(Information provided begins)

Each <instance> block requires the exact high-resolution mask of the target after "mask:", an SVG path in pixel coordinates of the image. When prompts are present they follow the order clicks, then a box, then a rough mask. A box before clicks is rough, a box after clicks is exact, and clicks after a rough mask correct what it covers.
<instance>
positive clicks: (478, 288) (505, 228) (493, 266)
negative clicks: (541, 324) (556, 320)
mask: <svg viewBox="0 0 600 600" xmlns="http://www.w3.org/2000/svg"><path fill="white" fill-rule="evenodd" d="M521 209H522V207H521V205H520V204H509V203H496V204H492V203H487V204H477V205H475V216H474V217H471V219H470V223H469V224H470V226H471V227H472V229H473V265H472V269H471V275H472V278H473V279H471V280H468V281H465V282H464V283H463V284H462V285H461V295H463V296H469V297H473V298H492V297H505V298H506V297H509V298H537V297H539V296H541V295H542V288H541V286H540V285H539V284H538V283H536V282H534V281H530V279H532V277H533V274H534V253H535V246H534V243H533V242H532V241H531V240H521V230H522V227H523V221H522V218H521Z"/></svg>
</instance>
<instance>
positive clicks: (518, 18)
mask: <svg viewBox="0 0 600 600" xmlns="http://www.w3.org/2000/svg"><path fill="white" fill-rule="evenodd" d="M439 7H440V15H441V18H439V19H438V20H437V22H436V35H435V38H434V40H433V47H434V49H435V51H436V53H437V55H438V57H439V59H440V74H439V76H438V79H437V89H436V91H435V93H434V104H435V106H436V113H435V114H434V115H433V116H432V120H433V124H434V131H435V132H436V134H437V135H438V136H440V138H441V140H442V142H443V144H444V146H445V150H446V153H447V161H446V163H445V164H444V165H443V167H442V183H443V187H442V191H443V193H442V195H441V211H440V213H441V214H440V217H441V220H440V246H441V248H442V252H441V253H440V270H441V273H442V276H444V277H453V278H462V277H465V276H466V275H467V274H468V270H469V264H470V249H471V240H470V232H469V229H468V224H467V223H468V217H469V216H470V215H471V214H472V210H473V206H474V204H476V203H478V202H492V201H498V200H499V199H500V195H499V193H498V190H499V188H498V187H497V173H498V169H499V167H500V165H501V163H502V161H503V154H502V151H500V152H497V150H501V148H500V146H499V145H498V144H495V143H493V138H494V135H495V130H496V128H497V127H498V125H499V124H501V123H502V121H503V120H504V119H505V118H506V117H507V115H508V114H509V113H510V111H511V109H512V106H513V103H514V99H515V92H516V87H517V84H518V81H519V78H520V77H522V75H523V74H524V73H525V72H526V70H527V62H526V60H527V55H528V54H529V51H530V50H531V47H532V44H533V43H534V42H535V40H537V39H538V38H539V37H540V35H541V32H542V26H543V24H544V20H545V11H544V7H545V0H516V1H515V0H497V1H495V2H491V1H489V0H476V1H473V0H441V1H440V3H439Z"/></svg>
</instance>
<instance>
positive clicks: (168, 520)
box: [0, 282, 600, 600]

(Information provided ends)

# Exercise goal:
Rewrite all of the records above, changing every "positive clicks" to "include points" and leaving everything else as it is.

# Result of the task:
Each <instance> block requires the exact high-resolution mask of the target after "mask:", an SVG path in pixel coordinates of the image. When prompts are present they follow the order clicks, then a box, then a rough mask. A box before clicks is rough, a box after clicks is exact, and clicks after a rough mask correct what it covers.
<instance>
include points: (478, 288) (505, 228) (493, 266)
negative clicks: (541, 324) (556, 320)
mask: <svg viewBox="0 0 600 600" xmlns="http://www.w3.org/2000/svg"><path fill="white" fill-rule="evenodd" d="M521 209H522V207H521V205H520V204H509V203H496V204H492V203H487V204H477V205H475V216H474V217H471V219H470V223H469V224H470V226H471V227H472V229H473V265H472V269H471V275H472V278H473V279H471V280H468V281H465V282H464V283H463V284H462V285H461V295H463V296H469V297H473V298H492V297H505V298H506V297H509V298H537V297H539V296H541V295H542V288H541V286H540V285H539V284H538V283H536V282H534V281H530V279H532V277H533V274H534V253H535V246H534V243H533V242H532V241H531V240H521V230H522V227H523V221H522V218H521Z"/></svg>
</instance>
<instance>
include points: (518, 18)
mask: <svg viewBox="0 0 600 600" xmlns="http://www.w3.org/2000/svg"><path fill="white" fill-rule="evenodd" d="M439 7H440V15H441V18H439V19H438V20H437V22H436V35H435V38H434V40H433V47H434V49H435V51H436V53H437V55H438V57H439V59H440V74H439V76H438V79H437V89H436V91H435V93H434V104H435V106H436V113H435V114H434V115H433V116H432V120H433V124H434V131H435V132H436V134H437V135H438V136H440V138H441V140H442V142H443V144H444V146H445V150H446V153H447V161H446V163H445V164H444V165H443V167H442V183H443V187H442V191H443V193H442V195H441V211H440V213H441V214H440V217H441V220H440V246H441V248H442V252H441V253H440V270H441V273H442V276H444V277H453V278H462V277H465V276H466V275H467V274H468V270H469V264H470V249H471V240H470V232H469V229H468V224H467V223H468V217H469V216H470V215H471V214H472V210H473V206H474V204H476V203H478V202H492V201H498V200H499V199H500V195H499V193H498V190H499V188H498V187H497V173H498V169H499V167H500V165H501V163H502V161H503V154H502V151H500V152H497V150H501V148H500V146H499V145H498V144H495V143H493V138H494V135H495V130H496V128H497V127H498V125H499V124H501V123H502V121H503V120H504V119H505V118H506V117H507V115H508V114H509V113H510V111H511V109H512V106H513V103H514V99H515V92H516V87H517V84H518V81H519V78H520V77H522V75H523V74H524V73H525V72H526V70H527V62H526V60H527V55H528V54H529V51H530V50H531V47H532V44H533V43H534V42H535V40H537V39H538V38H539V37H540V35H541V32H542V26H543V24H544V20H545V11H544V7H545V0H516V1H515V0H497V1H495V2H491V1H489V0H476V1H473V0H441V1H440V3H439Z"/></svg>
</instance>
<instance>
include points: (168, 520)
box: [0, 282, 600, 600]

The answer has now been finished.